▶ **Challenge**:
Reproduce the records below in full and exactly, without their images.

▶ **The records**:
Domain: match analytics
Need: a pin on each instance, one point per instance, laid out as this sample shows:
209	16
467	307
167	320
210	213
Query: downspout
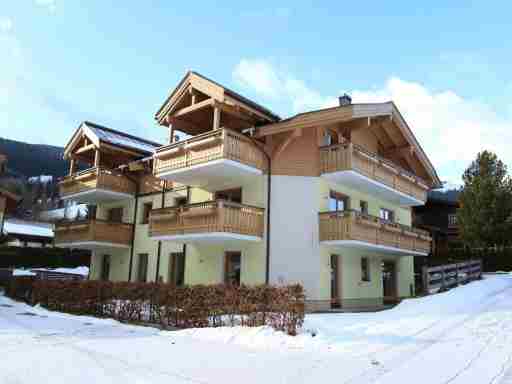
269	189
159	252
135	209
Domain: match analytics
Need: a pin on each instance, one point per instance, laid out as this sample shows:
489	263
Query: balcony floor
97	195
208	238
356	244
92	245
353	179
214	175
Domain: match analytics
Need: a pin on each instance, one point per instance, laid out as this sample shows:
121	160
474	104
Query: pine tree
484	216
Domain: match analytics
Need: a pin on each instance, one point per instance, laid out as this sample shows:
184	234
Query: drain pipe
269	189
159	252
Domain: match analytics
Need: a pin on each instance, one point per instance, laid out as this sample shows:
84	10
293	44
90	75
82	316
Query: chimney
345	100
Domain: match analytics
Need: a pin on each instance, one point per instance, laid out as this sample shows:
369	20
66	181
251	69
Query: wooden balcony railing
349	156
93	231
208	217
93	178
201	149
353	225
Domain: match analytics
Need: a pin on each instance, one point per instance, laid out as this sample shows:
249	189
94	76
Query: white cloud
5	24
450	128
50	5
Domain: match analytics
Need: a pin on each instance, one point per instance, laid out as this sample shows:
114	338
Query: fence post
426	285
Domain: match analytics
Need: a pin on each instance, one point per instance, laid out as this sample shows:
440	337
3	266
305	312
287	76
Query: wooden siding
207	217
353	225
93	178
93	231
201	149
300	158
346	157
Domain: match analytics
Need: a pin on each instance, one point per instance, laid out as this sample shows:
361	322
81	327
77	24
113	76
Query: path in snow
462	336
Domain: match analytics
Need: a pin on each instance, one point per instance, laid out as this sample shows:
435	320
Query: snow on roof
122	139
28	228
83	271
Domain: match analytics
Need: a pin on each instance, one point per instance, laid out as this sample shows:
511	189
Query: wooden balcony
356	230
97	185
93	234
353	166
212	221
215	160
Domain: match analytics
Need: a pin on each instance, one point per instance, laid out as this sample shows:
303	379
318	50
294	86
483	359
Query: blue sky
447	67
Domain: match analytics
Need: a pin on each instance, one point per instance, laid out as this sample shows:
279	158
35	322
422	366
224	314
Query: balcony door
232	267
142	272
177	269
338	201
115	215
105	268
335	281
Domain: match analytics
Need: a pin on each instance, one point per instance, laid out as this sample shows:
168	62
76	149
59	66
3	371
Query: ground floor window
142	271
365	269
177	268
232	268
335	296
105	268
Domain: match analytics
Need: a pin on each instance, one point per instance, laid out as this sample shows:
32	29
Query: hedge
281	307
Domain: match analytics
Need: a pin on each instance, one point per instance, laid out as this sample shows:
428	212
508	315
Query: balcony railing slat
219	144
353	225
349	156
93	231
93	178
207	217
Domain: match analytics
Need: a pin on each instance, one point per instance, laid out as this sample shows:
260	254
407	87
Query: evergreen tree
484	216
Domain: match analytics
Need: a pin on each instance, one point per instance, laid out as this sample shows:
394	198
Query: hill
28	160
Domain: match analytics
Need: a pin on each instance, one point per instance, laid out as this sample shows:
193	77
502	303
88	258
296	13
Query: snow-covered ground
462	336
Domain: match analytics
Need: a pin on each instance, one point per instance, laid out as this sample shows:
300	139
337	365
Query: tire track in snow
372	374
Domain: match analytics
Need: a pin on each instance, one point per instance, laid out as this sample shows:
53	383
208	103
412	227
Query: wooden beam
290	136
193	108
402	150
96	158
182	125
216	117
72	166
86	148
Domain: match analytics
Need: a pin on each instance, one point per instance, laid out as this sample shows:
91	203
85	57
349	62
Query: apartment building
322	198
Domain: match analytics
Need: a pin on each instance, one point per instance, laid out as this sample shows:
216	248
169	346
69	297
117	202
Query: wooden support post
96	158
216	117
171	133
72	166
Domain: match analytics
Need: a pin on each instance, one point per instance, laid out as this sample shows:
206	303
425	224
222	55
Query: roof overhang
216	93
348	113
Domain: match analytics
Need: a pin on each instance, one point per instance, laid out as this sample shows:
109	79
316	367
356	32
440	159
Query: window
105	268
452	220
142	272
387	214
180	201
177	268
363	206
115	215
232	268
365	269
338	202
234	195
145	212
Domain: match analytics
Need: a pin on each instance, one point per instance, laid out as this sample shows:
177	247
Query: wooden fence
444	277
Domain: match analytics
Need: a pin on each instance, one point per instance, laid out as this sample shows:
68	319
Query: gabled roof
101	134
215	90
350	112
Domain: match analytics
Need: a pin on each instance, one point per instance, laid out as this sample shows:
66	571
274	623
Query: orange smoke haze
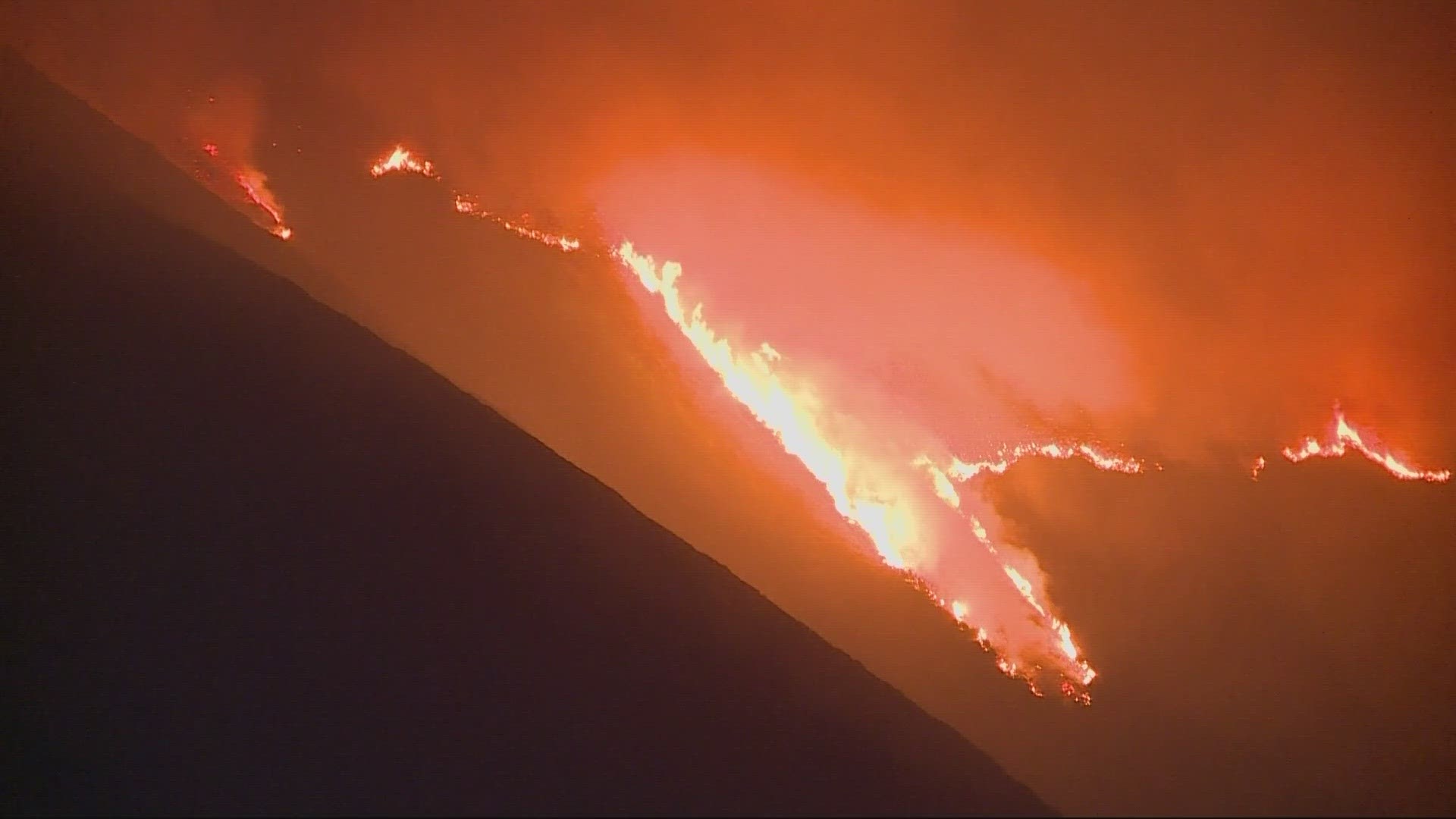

▶ **Solution to this task**:
Domain: match analytics
Need: a pin on each instance, one point per instance, laid out as this sample shows:
209	16
467	307
167	320
210	213
Query: downspout
269	189
159	252
135	209
Domain: match analytics
Need: a pin on each instance, one point per instance, laid out as this sample shows:
489	263
Query: balcony floor
97	195
208	238
356	244
92	245
353	179
214	175
Domain: match analytics
Need: a pin on each instance, one point per instance, laid out as this sample shows:
121	160
474	104
Query: pine tree
484	216
Domain: match analytics
Need: a pin on each instance, one point per instance, laid out as this sample shows:
184	234
Query: drain pipe
269	189
159	252
Domain: match analytics
Need: a pin on each instance, one point per instance, laid out as this sample shows:
84	10
293	44
90	75
82	316
Query: chimney
345	100
Domain: match analytics
Need: a pin on each instance, one point per instance, laid out as this sample shows:
369	20
66	181
251	69
Query: wooden balcony railing
349	156
93	231
208	217
93	178
201	149
353	225
Domain: match analytics
Need: a pin on each instance, one point per instance, laid out as this sample shows:
249	189
94	76
Query: white cloud
5	24
450	128
50	5
Domain: match analytics
Need: a pin on each instance, one point per instance, laid out as this sample shows:
114	338
Query: fence post
426	285
Domain: match analytics
Need: a pin on each instance, one point per instance, laid out as this sample shows:
440	337
3	266
305	312
287	76
Query: wooden siding
207	217
353	225
93	178
93	231
201	149
300	158
346	157
Domain: match analytics
Need: a pin on each instance, one point per instance, laid out as this sample shows:
361	322
81	327
77	24
113	76
Query: path in snow
462	336
Domain: match analytics
Need: a pin on each instance, one point per instance, laid out as this sample shows:
435	320
Query: snow on roof
122	139
28	228
83	271
Domain: match analytics
Need: a pin on each instance, one point per instance, laid out as this sample shows:
511	189
Query: wooden balcony
356	230
97	185
93	234
353	166
212	221
215	160
Domain: match analytics
Need: a pin on each instance, one point per instance, laid out as this sample shows:
303	379
318	50
294	86
483	359
Query: blue sky
447	67
Domain: match analytics
Need: a pin on each instance, one point per instance, laid out as this sample shows:
279	158
35	322
422	366
224	314
Query: balcony door
232	267
142	272
177	269
338	201
115	215
105	268
335	281
Domain: match analytics
Need: a pin on each instance, one point per instance, laid out as this sample shows:
168	62
76	149
59	66
3	371
Query: ground floor window
142	271
365	269
177	268
232	268
335	296
105	268
Domain: match analytics
Need: a pin on each instance, one point per instance, laid out as this sample shows:
32	29
Query: hedge
281	307
Domain: match analytics
Need: a pin on each instance, one point per instance, laid out as this sample shows:
428	212
508	315
Query: balcony railing slat
219	144
353	225
349	156
93	231
93	178
207	217
Domain: match analytics
Need: a pin on each instance, one point per instance, laid out as this sample shows:
260	254
407	87
Query: evergreen tree
484	216
Domain: match analytics
Need: a pin on each instance, one point per instance, laid out as this sample shows:
394	198
Query: hill
28	160
Domain: match analytics
Need: a pin on each instance, one point per instance, laid out as this sample shows:
193	77
502	303
88	258
296	13
Query: snow-covered ground
462	336
Domain: match analytics
Need: a pin on each instance, one point per instance, laid out as this sample shows:
300	139
337	365
Query: tire track in snow
372	374
Domain: match analytics
Need: a pin on each instance, one point per instance, laid out as this sample shows:
53	383
208	103
412	227
Query: wooden beam
290	136
193	108
402	150
96	158
182	125
216	117
72	166
86	148
Domain: match analytics
Need: a pin on each instance, one point per instance, laid out as this sample shows:
91	203
85	57
349	62
Query: apartment building
322	198
Domain: match analytics
Need: a pin on each instance, one point per instance, laid out as this sample shows:
216	248
169	346
69	297
117	202
Query: wooden support post
96	158
216	117
171	133
72	166
Domain: match analytics
Need: a pin on each instance, one point per instance, laid out as this sample shows:
206	303
425	224
222	55
Query: roof overhang
216	93
348	113
Domain: match analytics
Need: a pin on each instance, one point per instance, laid out as this sample shows:
109	79
316	367
356	32
440	159
Query: window
105	268
452	220
142	272
387	214
180	201
177	268
363	206
115	215
232	268
365	269
338	202
234	195
145	212
Domain: match analytics
Need: a pin on each instance, one point per instance, laid out as this sample shows:
177	247
Query: wooden fence
444	277
Domain: match analytics
Need: a pin on each instance, one point per instance, laid out as this sample shows:
68	319
Query: gabled roof
101	134
215	90
350	112
Domain: match analytics
Need: a pin on each instance, one point per instance, laid out as this sample shows:
66	571
274	623
Query: orange smoke haze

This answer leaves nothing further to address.